(The data begins)

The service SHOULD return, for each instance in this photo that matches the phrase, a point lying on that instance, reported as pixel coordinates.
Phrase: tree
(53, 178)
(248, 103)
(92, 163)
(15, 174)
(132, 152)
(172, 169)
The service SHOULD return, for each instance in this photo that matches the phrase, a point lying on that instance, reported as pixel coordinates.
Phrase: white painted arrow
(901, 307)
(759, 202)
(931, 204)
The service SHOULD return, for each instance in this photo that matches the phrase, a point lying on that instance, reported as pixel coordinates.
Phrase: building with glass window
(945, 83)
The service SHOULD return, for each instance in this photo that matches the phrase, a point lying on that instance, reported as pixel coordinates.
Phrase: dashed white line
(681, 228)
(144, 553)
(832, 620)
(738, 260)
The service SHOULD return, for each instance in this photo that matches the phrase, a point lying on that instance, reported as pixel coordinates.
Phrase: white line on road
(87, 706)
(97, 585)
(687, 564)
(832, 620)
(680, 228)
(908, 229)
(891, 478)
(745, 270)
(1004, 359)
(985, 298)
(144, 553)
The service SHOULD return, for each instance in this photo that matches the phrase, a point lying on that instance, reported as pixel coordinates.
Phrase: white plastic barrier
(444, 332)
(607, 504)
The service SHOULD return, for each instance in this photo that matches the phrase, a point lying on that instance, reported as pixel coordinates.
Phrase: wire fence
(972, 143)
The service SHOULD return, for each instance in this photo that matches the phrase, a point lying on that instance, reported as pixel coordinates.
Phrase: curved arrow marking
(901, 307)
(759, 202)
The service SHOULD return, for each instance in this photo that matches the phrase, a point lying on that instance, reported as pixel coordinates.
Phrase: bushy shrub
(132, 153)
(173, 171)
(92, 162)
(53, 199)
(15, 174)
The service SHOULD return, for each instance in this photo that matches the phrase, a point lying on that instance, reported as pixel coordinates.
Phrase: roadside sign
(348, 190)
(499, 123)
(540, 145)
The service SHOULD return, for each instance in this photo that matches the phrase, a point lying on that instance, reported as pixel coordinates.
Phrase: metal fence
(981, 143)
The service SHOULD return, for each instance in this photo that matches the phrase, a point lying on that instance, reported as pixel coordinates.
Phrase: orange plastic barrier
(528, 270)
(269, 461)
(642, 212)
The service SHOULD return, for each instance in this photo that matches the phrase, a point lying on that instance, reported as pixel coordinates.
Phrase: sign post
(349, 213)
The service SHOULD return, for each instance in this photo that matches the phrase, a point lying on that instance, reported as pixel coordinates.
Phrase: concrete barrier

(The data ends)

* _Your objective_:
Take the records above and return them exactly as written.

* _Written solution_:
The service SHOULD return, for each instance in this photo that matches the phrase, a point lying on that instance, reported as pixel coordinates.
Phrase: tree
(53, 178)
(248, 103)
(92, 163)
(15, 174)
(132, 152)
(172, 169)
The service SHOULD return, for each instance in this photo that matches the phrase, a point lying on that instance, reported as pixel coordinates.
Phrase: white painted arrow
(901, 307)
(759, 202)
(931, 204)
The service SHOULD return, for each instance in this photo that matches the phrase, a point lying on that instance, reported as pixel coordinates.
Phrase: building with glass window
(945, 83)
The service SHOULD return, for each instance in this photo that matches the phrase, a point lying on that instance, reported as pixel coordinates.
Phrase: dashed white line
(681, 228)
(144, 553)
(832, 620)
(738, 260)
The service SHOULD return, for each instance in this photo that matches the phrase, a point lying on that instance, reported as pixel coordinates.
Phrase: white line on road
(87, 706)
(97, 585)
(687, 564)
(832, 620)
(680, 228)
(908, 229)
(891, 478)
(745, 270)
(1004, 359)
(985, 298)
(144, 553)
The service SHOULD return, for each instance in this photo that matches the phrase, a point lying on that instance, reported as pixel coordinates.
Phrase: white plastic barrier
(444, 332)
(607, 504)
The service SHOULD return, for each instance in this photo that matches the phrase, a point lying on that instance, reported as pixel coordinates.
Phrase: wire fence
(972, 143)
The service SHOULD return, for each instance in this photo that matches the phrase, a point lying on that instance, reported as pixel coordinates.
Phrase: curved arrow marking
(901, 307)
(759, 202)
The service SHOULD return, for each instance in this photo that matches the phrase, a point lying on that instance, reported as pixel coordinates.
Phrase: bushy shrub
(132, 153)
(173, 171)
(92, 162)
(53, 199)
(15, 174)
The service SHOULD return, for each instance in this photo that matches the phrase, a point lying on that instance, reported as pixel coordinates.
Phrase: roadside sign
(348, 190)
(499, 123)
(540, 145)
The service SHOULD return, for each instance in this photo that matches the phrase, a point lying on that instance, reported as pixel coordinates.
Phrase: metal fence
(981, 143)
The service SHOULD return, for each instance in this photo that matches the phrase, a point lying on that instance, reported as pixel coordinates.
Phrase: orange plastic barrier
(528, 270)
(269, 461)
(642, 212)
The service SHOULD return, for each instance in this photo that matches the phrase, a point lying on that instance, reported as pixel coordinates.
Phrase: sign post
(349, 213)
The service SHOULD return, for each instance in this photo that matches the phrase, a point lying on that instance, reported as pixel coordinates.
Phrase: concrete barrier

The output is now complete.